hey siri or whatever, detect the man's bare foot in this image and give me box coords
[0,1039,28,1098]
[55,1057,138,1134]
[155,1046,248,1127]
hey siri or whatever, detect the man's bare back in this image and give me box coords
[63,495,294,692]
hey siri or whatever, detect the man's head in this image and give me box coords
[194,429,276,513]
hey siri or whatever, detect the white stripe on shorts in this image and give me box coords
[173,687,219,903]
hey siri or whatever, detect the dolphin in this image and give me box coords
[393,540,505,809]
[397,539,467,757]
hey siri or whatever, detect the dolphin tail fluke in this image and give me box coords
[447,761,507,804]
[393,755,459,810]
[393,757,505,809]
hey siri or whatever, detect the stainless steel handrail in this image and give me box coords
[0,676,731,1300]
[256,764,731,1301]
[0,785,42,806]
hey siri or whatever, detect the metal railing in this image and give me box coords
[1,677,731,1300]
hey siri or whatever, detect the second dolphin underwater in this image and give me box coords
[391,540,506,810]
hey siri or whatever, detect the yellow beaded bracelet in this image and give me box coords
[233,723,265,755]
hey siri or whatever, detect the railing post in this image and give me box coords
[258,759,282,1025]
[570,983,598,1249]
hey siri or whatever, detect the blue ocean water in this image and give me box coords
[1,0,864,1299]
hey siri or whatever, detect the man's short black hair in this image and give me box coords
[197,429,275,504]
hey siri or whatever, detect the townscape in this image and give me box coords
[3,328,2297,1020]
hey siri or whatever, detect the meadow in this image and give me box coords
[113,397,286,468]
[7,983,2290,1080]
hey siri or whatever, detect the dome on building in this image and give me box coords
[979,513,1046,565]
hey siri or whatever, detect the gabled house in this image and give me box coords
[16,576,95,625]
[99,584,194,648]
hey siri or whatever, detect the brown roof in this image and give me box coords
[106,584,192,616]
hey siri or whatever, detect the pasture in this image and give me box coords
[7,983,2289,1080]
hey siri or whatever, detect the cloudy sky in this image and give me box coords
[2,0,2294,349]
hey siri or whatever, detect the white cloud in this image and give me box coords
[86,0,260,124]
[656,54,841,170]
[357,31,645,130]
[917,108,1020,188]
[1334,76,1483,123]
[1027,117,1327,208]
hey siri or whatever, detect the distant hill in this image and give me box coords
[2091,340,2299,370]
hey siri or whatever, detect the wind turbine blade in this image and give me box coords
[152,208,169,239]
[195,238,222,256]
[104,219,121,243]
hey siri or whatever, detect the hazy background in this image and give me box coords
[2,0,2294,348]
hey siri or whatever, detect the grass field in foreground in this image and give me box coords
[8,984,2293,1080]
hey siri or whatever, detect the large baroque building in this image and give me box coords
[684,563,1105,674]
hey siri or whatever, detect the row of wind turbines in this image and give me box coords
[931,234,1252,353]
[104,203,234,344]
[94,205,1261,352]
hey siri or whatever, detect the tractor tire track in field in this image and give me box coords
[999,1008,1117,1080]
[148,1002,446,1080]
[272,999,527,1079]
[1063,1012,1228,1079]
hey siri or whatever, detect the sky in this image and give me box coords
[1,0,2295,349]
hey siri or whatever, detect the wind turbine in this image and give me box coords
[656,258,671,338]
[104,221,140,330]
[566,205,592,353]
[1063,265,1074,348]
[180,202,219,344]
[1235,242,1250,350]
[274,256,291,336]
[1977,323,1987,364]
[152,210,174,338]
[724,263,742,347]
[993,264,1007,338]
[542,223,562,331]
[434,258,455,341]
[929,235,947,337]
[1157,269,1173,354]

The task. Every line of the material must be returned exactly as it appears.

Completed task.
hey siri or whatever, detect the man's bare foot in this image and give me box coords
[0,1039,28,1098]
[55,1057,138,1134]
[155,1046,248,1127]
hey siri or whatever, detect the man's bare back in this image and give me box coords
[63,495,294,692]
hey siri or whatever, detect the man's head in this image and give me box coords
[194,429,276,513]
hey siri or whatever, detect the white stripe on shorts in this image and give me box coords
[173,687,219,903]
hey siri or whatever, detect the dolphin in this image and give me box coords
[393,540,505,809]
[397,539,467,757]
hey siri or whatever, detect the dolphin tail fluke in this image and give me box coords
[447,761,507,804]
[393,755,459,810]
[393,757,505,809]
hey siri or whatever, detect the stainless steel handrail in this image and give me box coords
[0,676,731,1300]
[256,764,731,1301]
[0,785,42,806]
hey siri or whatever, detect the metal railing in this image and give me box coords
[1,677,731,1300]
hey siri or whatever, detect the second dolphin underwater in this image and give me box coords
[391,540,506,810]
hey siri or whatever, detect the yellow beaded bracelet in this image and give me box coords
[233,723,265,755]
hey siri or whatever, detect the railing post in this image and give me box coords
[258,759,282,1025]
[570,983,598,1249]
hey siri or whatever, detect the blue ocean water in this image and give me box coords
[1,0,864,1299]
hey siri or whatever, detect the man's short black hair in this image and give me box coords
[197,429,275,504]
hey siri or whatever, detect the townscape in this image and give me box coords
[3,328,2297,1020]
hey siri or whatever, detect the meadow in this image and give me box coords
[113,397,286,468]
[7,983,2290,1080]
hey siri or whatever, detect the dome on building in this image and give me box coords
[979,513,1046,565]
hey siri or whatever, detect the gabled house in this image and give me box coords
[16,576,95,625]
[99,584,194,648]
hey siri or whatever, detect the brown roof in this image and give me box coords
[106,584,192,616]
hey siri or whatever, detect the pasture in this image and give me box coords
[7,983,2289,1080]
hey siri or whatever, detect the cloudy sky in this image and give me box coords
[2,0,2294,349]
hey siri or whatever, detect the white cloud in this image and give me box coords
[86,0,260,124]
[656,54,841,170]
[357,31,645,130]
[917,108,1020,188]
[1334,76,1483,123]
[1027,117,1327,208]
hey siri or whatever, detect the distant hill in this image and give me box coords
[2091,340,2299,370]
hey siri or whatever, detect the wind turbine blade in this image and give me box coords
[152,208,169,239]
[195,238,222,256]
[104,219,121,243]
hey siri or whatever, detect the hazy background in this image and give me box coords
[2,0,2294,348]
hey siri or whatever, detect the grass field in foreground in this image and give me box coords
[8,984,2293,1080]
hey siri or whatever, detect the large baroque building in this image and give me box coords
[684,563,1105,674]
hey siri or whatever, detect the row of wind turbines in this image and give me box coords
[931,234,1252,353]
[104,203,234,344]
[94,205,1261,352]
hey siri or whatever, detect the tractor tire track in field in this image and give me box coords
[999,1008,1117,1080]
[148,1002,446,1080]
[272,999,527,1079]
[1063,1012,1228,1079]
hey siri or whatever, detect the sky in this image and give me box coords
[1,0,2295,349]
hey siri or whatever, detect the wind turbine in this image and give me box coords
[656,258,671,338]
[104,221,140,330]
[566,205,592,353]
[1063,265,1074,348]
[180,202,219,344]
[1235,242,1250,350]
[274,256,291,336]
[1977,323,1987,364]
[152,210,174,338]
[724,263,742,347]
[993,264,1007,338]
[542,223,562,331]
[434,258,455,341]
[929,235,947,337]
[1157,269,1173,354]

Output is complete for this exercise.